WHAT THE EXERCISE ASKS: Filter the items below and copy out each line that contains the word "neighboring", matching its case exactly.

DATA:
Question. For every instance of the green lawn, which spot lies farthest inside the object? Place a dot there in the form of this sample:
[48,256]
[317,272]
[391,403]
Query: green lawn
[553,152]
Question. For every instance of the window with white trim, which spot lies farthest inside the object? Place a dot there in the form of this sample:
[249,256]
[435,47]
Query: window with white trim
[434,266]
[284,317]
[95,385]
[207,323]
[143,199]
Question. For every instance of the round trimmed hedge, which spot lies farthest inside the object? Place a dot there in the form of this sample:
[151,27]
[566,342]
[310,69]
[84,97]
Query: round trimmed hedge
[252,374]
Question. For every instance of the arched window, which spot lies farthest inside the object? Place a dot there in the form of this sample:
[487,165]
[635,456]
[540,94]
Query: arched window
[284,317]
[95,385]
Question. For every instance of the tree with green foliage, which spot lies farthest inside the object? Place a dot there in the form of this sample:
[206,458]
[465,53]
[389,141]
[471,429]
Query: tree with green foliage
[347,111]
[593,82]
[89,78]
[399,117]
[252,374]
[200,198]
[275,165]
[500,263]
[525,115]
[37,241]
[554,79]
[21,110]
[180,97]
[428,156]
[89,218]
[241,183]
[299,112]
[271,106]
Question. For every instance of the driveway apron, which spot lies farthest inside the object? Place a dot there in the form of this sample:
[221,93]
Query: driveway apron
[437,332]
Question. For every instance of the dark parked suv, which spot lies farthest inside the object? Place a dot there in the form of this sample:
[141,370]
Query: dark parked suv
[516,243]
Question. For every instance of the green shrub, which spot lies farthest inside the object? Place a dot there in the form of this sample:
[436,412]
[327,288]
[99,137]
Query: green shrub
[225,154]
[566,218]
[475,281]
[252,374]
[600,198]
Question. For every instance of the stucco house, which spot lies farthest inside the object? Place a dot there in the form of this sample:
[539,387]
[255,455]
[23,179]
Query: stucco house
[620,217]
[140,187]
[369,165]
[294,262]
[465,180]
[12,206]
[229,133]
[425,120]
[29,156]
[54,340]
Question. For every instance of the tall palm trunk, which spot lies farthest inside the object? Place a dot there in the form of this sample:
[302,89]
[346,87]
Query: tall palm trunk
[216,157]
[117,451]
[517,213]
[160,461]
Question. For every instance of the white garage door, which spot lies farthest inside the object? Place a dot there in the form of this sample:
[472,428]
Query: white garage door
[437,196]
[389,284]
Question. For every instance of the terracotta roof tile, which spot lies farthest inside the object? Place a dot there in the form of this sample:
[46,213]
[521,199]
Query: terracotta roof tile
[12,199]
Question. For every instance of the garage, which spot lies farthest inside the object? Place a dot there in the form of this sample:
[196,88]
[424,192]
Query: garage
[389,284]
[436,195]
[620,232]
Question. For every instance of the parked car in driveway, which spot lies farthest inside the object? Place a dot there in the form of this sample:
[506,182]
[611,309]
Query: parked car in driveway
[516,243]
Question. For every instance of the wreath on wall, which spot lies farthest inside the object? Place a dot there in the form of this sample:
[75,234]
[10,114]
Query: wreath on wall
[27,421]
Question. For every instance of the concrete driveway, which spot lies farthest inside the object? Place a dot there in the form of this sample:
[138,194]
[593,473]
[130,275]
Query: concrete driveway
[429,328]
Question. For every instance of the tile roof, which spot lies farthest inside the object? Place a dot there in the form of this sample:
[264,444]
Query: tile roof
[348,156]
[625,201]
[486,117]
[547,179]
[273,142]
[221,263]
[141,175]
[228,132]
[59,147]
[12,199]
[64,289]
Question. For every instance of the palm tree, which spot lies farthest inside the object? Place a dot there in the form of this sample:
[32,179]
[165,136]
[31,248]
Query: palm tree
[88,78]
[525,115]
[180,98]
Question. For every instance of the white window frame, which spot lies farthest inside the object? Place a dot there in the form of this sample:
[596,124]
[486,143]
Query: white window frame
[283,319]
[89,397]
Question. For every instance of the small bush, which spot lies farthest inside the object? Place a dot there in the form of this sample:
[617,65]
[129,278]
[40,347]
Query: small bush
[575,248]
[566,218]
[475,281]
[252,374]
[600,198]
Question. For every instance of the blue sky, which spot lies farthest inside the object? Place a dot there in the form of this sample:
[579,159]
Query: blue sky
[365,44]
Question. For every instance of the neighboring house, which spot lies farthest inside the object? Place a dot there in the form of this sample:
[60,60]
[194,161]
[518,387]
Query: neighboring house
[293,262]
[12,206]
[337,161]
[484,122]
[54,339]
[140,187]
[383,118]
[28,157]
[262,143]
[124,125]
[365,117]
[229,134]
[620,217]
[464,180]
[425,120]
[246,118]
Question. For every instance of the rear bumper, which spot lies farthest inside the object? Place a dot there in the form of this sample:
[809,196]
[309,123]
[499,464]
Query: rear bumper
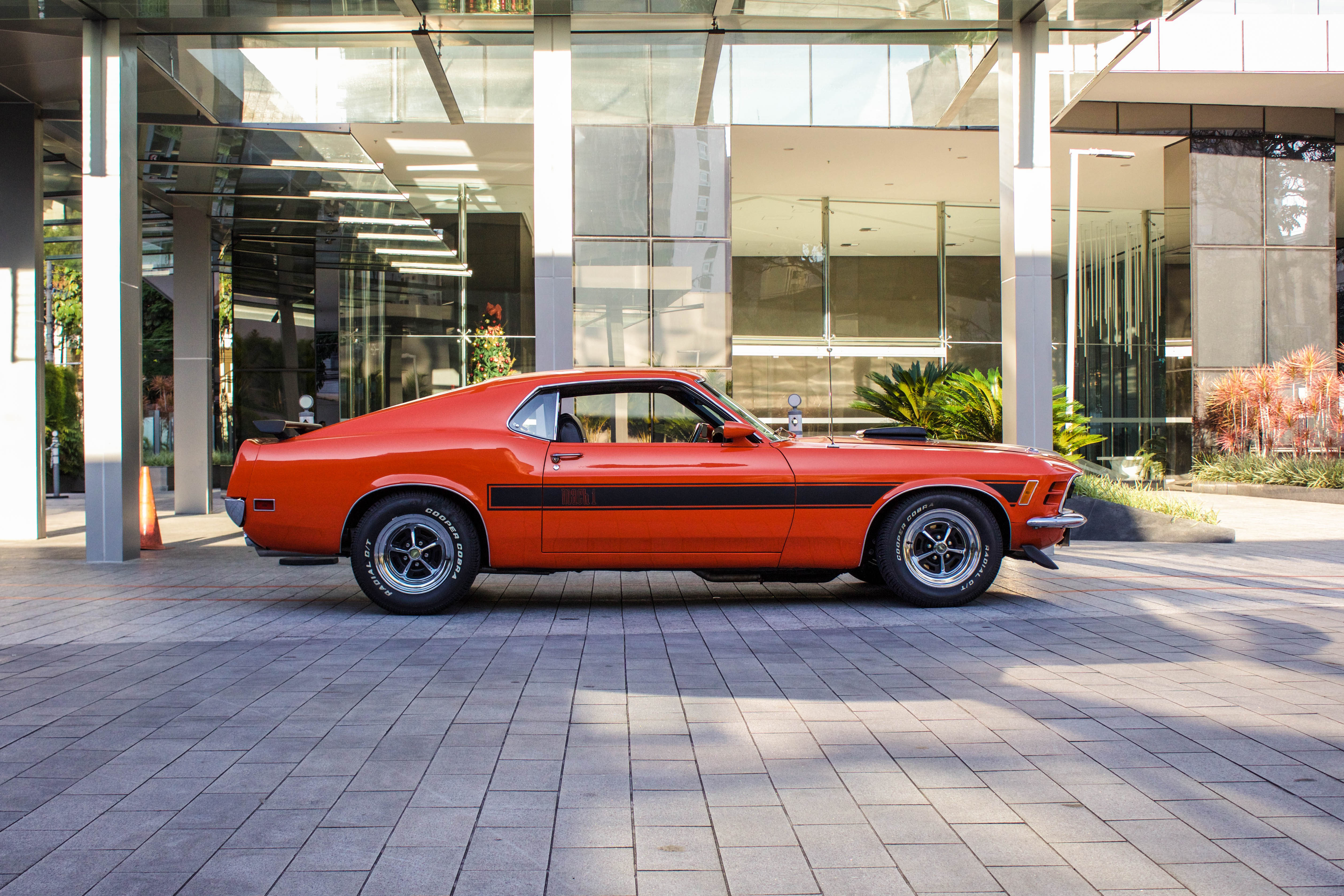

FINISHED EXERCISE:
Question. For every instance of the neighboring house, which spot lies farthest inside the object? Place a dot there in the form of this sample:
Query: neighboring house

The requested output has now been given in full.